> [EXERCISE OBJECTIVE]: Pick out every line in the listing below that contains the word "ship", and copy each of those lines.

(Region labeling records)
**********
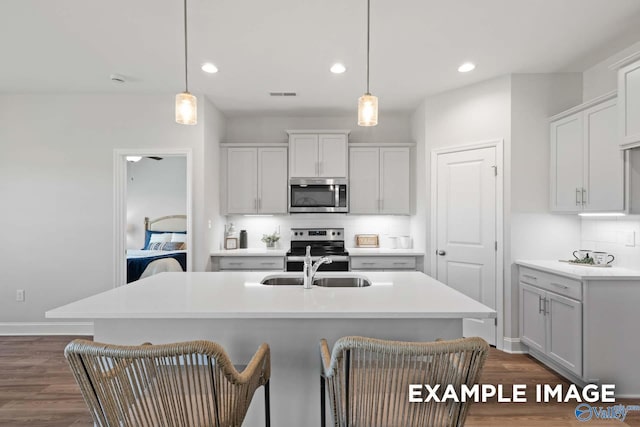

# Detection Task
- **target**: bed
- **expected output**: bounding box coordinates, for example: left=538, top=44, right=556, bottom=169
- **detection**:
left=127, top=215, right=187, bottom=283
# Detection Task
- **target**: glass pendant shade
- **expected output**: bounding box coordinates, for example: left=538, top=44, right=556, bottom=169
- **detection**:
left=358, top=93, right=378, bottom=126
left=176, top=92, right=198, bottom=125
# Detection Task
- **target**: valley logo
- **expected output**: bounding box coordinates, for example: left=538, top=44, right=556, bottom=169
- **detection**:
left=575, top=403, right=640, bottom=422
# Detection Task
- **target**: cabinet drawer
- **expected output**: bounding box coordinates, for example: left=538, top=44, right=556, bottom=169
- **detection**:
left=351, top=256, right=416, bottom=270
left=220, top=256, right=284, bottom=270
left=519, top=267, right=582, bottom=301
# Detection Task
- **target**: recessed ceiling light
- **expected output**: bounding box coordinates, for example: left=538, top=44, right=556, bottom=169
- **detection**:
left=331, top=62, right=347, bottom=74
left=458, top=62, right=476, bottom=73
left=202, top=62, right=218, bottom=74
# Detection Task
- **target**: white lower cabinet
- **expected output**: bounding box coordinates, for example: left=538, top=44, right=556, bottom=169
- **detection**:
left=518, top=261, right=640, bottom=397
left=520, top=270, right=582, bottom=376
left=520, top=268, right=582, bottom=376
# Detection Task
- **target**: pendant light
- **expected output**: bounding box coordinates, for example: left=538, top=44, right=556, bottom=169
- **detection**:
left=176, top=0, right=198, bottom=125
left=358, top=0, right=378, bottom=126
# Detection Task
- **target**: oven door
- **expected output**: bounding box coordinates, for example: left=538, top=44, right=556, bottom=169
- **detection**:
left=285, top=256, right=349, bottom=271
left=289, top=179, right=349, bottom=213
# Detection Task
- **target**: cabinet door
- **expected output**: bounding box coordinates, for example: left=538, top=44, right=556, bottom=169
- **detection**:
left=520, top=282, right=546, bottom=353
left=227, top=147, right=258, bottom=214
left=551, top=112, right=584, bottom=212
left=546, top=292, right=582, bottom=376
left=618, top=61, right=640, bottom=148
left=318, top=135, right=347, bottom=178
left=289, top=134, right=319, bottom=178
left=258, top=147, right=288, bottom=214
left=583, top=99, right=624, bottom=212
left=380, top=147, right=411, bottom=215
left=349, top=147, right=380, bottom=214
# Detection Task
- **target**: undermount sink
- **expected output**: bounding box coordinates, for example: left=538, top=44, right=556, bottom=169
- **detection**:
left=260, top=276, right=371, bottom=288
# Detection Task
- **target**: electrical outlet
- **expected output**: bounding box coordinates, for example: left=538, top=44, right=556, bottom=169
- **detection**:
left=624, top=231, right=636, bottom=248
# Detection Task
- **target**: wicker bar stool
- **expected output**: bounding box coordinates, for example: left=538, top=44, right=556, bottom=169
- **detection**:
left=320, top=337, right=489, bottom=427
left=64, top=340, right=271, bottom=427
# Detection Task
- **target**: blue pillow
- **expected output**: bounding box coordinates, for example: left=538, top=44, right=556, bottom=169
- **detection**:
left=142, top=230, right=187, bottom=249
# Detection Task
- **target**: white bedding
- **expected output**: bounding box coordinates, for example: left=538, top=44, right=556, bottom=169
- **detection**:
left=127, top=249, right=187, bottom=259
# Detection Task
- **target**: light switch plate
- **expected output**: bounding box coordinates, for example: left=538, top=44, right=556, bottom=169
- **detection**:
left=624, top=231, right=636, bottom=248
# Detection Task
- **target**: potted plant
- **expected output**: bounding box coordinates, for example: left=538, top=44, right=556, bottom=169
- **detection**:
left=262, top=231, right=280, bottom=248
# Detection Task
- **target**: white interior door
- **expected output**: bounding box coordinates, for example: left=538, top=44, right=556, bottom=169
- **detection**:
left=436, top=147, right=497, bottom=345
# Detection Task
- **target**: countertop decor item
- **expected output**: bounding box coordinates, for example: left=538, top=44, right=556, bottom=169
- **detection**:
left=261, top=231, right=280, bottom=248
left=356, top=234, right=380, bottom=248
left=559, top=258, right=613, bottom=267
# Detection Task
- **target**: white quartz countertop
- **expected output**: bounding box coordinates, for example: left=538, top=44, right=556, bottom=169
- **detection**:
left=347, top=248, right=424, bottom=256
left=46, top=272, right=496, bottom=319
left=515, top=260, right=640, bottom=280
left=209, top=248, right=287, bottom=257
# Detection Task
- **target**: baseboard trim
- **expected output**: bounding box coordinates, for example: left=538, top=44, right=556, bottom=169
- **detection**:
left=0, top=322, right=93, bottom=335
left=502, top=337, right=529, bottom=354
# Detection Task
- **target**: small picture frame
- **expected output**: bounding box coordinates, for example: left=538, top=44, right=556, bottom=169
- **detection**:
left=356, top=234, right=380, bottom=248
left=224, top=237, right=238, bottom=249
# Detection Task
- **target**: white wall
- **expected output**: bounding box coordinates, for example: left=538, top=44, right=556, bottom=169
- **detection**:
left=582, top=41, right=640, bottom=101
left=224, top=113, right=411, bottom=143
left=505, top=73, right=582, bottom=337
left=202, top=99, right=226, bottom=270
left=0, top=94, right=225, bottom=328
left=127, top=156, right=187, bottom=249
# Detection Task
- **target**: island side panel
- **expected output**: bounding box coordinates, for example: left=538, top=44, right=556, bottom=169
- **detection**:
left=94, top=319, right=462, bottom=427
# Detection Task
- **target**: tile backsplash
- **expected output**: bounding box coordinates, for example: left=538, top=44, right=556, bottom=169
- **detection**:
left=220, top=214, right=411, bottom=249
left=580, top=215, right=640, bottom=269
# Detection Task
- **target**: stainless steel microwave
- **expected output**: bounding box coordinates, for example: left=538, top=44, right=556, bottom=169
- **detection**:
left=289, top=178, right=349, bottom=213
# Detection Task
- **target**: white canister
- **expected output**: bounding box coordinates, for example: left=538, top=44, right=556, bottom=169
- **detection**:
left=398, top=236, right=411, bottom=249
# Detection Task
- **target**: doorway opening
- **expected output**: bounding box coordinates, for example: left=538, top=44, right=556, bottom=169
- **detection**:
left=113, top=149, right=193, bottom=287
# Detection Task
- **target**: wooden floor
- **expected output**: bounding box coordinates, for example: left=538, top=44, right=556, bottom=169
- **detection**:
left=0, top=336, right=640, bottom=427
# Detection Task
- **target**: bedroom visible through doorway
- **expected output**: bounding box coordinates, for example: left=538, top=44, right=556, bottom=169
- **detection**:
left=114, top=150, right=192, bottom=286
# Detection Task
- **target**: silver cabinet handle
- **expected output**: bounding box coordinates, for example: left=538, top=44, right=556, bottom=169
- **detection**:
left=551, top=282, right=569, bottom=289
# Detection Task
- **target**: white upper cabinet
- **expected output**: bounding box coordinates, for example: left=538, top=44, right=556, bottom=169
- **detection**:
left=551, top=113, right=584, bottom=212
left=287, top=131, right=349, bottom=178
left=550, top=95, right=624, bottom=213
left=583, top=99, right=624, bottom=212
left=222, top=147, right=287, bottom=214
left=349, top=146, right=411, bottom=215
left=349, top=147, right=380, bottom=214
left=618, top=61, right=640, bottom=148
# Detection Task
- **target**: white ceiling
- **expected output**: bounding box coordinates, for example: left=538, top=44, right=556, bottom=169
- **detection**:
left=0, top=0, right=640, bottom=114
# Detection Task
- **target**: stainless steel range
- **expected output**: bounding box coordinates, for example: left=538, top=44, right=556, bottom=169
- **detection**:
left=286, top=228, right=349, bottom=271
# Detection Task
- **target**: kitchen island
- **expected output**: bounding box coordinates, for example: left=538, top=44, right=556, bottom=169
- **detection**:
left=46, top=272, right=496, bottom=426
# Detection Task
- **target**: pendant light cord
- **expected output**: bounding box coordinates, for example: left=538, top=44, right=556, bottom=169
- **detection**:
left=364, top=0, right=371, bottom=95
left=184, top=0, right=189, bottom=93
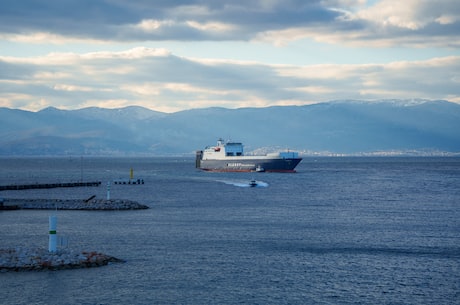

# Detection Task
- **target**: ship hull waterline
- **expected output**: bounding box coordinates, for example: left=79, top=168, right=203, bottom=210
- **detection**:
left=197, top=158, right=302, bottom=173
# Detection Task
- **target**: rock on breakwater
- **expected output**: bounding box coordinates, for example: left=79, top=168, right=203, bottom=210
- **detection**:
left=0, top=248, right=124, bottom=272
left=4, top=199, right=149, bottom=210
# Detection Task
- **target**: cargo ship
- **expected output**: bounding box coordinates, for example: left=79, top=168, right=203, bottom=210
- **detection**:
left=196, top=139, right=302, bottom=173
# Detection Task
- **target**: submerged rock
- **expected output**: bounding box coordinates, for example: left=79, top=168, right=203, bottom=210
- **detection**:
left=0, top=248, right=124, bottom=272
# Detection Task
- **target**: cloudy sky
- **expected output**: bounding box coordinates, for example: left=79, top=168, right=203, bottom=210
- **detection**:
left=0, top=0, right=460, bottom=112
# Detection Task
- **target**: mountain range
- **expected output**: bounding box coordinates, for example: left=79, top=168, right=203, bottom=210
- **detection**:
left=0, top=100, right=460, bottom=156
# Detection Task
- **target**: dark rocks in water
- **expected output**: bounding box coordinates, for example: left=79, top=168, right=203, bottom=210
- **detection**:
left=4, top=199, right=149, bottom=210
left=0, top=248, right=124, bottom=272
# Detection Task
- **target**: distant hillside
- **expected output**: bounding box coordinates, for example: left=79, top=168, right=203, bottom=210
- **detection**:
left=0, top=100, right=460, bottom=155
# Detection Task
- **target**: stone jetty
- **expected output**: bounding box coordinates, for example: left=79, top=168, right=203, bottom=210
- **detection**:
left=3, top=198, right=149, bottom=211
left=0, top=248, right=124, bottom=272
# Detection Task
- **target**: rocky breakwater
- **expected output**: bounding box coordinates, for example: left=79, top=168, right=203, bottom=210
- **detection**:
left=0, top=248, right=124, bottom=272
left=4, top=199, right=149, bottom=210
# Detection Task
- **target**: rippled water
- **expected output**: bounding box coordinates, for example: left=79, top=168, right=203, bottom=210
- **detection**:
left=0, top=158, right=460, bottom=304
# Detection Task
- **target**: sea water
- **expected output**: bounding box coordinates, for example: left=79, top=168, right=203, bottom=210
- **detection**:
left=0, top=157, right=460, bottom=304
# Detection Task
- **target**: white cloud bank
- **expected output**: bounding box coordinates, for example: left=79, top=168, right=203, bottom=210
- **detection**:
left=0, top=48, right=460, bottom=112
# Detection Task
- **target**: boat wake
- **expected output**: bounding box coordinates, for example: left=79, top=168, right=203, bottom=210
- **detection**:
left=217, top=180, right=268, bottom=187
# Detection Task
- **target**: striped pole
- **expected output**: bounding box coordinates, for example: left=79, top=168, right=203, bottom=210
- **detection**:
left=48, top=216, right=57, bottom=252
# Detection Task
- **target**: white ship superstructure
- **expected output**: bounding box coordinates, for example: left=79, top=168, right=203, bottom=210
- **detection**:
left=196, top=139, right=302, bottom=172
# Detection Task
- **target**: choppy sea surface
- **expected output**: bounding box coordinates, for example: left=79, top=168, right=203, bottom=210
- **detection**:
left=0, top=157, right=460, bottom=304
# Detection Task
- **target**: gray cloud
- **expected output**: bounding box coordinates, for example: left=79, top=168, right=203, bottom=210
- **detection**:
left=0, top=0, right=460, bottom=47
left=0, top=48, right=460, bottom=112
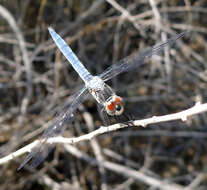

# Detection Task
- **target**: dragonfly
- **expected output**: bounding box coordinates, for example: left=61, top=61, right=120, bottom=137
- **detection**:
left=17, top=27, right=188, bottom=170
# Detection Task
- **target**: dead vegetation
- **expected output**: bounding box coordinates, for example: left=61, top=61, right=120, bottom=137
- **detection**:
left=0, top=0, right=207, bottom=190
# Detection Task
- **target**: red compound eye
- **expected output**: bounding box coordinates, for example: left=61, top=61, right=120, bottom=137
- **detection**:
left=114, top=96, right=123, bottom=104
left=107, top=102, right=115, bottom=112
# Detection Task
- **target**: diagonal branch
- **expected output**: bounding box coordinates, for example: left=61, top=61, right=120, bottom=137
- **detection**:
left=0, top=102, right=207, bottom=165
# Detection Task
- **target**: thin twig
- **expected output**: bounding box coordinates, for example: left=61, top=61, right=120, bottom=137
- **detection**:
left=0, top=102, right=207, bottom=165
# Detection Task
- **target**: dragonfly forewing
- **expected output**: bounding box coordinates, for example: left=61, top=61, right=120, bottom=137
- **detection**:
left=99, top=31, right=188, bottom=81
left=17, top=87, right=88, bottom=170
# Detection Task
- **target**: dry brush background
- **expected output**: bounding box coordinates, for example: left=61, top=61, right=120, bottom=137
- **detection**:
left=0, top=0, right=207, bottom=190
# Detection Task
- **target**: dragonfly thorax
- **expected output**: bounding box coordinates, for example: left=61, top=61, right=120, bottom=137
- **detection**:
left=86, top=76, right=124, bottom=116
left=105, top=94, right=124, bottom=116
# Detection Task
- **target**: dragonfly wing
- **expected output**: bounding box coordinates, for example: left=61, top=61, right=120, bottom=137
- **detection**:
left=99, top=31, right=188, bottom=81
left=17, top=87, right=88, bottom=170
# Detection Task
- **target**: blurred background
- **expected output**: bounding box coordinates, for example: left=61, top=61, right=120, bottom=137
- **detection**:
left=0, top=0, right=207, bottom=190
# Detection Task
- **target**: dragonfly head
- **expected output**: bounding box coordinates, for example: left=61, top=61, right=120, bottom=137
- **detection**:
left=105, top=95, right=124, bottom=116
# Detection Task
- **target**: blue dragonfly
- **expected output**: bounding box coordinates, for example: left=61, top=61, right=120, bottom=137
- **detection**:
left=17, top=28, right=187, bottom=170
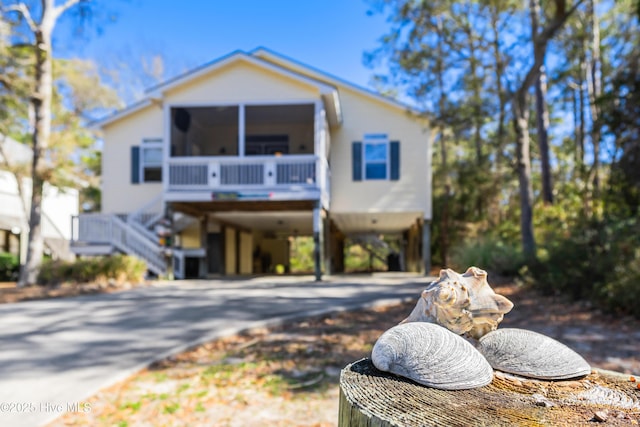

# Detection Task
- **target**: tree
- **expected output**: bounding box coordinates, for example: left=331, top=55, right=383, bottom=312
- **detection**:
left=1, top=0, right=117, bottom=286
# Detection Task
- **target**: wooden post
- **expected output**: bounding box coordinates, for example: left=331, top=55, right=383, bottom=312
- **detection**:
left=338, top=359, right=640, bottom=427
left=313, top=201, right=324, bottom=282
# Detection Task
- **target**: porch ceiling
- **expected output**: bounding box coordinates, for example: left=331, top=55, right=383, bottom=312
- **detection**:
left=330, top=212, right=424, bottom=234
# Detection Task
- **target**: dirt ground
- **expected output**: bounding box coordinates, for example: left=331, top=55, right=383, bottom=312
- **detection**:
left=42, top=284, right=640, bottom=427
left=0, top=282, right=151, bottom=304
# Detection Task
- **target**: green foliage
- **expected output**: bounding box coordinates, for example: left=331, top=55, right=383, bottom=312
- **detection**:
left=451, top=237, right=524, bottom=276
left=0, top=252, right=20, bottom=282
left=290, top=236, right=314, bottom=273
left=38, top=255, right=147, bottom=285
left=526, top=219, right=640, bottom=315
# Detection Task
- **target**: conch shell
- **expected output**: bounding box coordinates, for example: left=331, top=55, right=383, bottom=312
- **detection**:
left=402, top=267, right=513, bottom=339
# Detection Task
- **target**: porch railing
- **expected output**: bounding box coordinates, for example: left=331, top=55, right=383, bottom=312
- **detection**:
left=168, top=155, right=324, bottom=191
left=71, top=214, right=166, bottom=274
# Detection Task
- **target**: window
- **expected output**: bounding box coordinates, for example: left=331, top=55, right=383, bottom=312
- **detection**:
**********
> [OUTPUT]:
- **target**: ship hull waterline
- **target**: cargo ship
- **target**: white ship superstructure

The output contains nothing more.